- _Challenge_:
Collect every line in the listing below that contains the word "cube", and copy each one in full.

- _Supplied information_:

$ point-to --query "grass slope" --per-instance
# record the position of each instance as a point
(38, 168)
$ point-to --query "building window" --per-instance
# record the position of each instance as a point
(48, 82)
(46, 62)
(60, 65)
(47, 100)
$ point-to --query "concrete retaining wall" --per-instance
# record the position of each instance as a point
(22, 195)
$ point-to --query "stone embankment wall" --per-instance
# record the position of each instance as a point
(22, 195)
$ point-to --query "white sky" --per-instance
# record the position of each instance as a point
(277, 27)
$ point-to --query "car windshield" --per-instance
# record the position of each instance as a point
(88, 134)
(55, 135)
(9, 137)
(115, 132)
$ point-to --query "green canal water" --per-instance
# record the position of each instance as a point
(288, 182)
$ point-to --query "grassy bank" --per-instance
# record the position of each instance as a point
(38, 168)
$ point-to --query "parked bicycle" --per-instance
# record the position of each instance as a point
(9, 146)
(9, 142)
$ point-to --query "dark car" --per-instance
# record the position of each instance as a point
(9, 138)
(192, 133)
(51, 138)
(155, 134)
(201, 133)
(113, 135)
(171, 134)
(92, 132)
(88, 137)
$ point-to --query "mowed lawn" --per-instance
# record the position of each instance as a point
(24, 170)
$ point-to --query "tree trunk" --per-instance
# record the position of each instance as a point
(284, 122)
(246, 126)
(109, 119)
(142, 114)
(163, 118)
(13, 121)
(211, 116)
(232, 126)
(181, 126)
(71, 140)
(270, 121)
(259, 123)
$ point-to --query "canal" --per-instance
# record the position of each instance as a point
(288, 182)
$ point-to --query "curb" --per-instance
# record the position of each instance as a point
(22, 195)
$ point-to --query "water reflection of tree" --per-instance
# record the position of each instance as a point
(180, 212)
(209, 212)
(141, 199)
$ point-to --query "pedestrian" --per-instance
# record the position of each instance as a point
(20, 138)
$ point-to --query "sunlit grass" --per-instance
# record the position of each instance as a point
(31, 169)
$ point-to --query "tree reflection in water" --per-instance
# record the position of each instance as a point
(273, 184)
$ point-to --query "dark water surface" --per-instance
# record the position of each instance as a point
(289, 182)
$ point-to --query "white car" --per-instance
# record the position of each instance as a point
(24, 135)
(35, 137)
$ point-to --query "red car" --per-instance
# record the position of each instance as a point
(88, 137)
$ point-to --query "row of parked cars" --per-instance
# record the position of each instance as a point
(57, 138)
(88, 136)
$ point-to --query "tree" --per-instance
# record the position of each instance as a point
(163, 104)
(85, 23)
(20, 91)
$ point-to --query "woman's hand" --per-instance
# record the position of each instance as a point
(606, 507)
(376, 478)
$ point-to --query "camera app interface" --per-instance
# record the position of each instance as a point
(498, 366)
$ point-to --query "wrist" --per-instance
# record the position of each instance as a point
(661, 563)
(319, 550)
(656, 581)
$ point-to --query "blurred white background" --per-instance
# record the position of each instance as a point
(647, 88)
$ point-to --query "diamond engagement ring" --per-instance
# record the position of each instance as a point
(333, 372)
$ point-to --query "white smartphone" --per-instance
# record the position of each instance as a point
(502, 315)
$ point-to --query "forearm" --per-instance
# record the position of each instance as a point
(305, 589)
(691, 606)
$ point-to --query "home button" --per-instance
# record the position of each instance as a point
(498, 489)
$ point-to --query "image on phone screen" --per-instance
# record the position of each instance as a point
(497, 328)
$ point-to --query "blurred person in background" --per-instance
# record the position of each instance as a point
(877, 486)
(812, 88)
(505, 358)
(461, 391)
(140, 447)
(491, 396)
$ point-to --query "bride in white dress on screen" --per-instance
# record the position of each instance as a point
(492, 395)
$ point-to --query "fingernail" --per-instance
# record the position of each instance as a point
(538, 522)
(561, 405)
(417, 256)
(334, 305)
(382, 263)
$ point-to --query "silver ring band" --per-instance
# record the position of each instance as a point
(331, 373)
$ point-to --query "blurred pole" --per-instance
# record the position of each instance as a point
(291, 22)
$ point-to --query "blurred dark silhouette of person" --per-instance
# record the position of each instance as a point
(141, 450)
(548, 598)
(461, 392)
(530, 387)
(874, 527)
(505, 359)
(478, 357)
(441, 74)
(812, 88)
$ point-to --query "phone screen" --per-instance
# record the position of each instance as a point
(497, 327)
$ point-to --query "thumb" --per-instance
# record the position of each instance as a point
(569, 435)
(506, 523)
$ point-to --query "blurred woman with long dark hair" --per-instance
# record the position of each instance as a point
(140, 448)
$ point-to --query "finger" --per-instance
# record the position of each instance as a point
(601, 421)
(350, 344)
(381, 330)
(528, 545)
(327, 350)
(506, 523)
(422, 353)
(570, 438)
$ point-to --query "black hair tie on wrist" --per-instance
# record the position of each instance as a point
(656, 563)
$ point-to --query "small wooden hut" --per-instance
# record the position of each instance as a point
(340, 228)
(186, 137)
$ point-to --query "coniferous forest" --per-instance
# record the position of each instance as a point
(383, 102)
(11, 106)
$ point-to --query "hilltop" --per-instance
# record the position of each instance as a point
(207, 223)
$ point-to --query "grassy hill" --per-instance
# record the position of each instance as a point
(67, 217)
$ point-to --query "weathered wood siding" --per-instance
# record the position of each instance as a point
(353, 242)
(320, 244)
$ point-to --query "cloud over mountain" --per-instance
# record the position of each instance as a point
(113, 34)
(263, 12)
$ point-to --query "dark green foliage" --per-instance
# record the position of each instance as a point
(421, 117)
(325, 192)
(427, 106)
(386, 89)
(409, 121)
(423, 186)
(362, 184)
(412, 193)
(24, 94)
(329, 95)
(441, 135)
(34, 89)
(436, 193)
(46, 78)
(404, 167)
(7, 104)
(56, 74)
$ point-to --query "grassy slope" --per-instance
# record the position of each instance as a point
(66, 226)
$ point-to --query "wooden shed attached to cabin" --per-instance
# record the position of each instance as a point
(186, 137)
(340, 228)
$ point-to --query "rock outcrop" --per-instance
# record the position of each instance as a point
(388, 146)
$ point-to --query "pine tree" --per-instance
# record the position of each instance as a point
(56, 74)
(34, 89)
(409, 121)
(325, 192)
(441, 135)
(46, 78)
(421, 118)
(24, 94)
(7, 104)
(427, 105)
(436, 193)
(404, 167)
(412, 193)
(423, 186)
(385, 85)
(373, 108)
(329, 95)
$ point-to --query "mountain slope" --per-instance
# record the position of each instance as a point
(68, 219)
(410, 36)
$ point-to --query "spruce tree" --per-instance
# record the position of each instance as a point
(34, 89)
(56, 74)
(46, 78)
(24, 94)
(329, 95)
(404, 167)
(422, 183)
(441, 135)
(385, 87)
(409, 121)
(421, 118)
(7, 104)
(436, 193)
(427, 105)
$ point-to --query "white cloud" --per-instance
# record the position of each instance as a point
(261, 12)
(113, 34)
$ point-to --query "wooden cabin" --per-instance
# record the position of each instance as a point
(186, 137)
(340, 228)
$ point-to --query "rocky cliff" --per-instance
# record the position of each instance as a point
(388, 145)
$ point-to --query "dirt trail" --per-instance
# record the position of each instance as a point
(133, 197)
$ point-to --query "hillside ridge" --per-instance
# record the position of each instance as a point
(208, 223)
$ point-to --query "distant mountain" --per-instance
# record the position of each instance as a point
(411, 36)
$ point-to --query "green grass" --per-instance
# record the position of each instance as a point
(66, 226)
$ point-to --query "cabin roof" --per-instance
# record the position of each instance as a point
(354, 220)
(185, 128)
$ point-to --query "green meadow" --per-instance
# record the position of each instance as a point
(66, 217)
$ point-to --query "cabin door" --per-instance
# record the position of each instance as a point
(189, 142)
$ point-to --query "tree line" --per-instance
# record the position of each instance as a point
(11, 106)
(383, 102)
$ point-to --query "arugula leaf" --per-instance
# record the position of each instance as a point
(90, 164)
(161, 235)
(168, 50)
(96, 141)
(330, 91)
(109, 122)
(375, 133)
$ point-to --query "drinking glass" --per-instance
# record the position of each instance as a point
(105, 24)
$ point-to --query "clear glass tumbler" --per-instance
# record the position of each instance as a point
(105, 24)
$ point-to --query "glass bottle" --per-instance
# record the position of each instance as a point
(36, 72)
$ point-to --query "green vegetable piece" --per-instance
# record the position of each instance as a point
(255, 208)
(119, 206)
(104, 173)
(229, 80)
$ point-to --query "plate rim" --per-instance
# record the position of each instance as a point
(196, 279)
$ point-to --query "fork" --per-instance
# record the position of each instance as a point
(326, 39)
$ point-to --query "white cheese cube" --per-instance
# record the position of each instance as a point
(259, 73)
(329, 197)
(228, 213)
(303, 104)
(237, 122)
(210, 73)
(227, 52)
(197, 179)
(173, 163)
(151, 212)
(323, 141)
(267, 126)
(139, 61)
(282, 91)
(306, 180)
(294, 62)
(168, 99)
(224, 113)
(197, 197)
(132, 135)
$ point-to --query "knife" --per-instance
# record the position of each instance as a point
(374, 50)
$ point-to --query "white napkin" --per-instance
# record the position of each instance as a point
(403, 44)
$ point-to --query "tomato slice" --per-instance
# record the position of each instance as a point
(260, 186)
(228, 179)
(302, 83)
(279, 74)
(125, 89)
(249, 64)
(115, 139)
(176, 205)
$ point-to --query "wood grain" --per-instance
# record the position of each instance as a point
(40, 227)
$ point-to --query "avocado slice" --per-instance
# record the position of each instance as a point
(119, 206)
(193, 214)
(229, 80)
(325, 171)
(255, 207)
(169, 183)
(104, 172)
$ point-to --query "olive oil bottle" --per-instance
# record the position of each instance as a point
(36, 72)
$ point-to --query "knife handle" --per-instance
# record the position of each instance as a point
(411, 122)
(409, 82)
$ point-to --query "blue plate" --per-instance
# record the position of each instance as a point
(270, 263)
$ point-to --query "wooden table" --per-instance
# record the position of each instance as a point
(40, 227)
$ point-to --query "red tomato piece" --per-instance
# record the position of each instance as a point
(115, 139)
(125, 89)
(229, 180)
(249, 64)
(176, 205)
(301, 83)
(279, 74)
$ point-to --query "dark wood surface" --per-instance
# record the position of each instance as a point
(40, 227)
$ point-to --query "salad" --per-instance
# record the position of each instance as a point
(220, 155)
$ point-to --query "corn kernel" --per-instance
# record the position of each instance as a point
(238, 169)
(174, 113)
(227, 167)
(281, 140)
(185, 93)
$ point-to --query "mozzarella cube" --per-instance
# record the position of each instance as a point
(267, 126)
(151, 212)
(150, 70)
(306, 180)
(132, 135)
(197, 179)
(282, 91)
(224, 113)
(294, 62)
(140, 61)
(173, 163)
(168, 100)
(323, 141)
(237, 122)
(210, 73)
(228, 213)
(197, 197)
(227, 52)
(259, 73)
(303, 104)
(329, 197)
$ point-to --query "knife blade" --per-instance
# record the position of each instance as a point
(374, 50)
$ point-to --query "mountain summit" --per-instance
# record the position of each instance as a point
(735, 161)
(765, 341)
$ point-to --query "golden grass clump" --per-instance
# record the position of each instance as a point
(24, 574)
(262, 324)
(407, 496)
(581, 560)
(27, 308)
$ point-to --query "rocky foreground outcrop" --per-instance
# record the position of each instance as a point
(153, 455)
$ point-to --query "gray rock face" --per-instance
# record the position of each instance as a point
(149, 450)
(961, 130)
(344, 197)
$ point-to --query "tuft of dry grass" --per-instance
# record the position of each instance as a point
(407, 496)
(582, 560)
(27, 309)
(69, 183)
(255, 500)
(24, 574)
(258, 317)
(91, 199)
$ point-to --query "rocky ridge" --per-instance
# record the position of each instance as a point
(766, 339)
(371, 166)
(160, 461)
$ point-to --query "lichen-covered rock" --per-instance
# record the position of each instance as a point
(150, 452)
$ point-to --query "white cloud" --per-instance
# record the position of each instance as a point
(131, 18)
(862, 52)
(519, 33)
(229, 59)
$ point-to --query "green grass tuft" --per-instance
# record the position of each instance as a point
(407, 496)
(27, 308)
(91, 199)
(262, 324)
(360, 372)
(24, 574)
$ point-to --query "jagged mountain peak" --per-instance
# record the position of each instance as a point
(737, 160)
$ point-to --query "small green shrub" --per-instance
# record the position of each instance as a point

- _Finished task_:
$ point-to --query "white cheese cube" --per-instance
$ point-to --query "mozzarella cube" --per-instance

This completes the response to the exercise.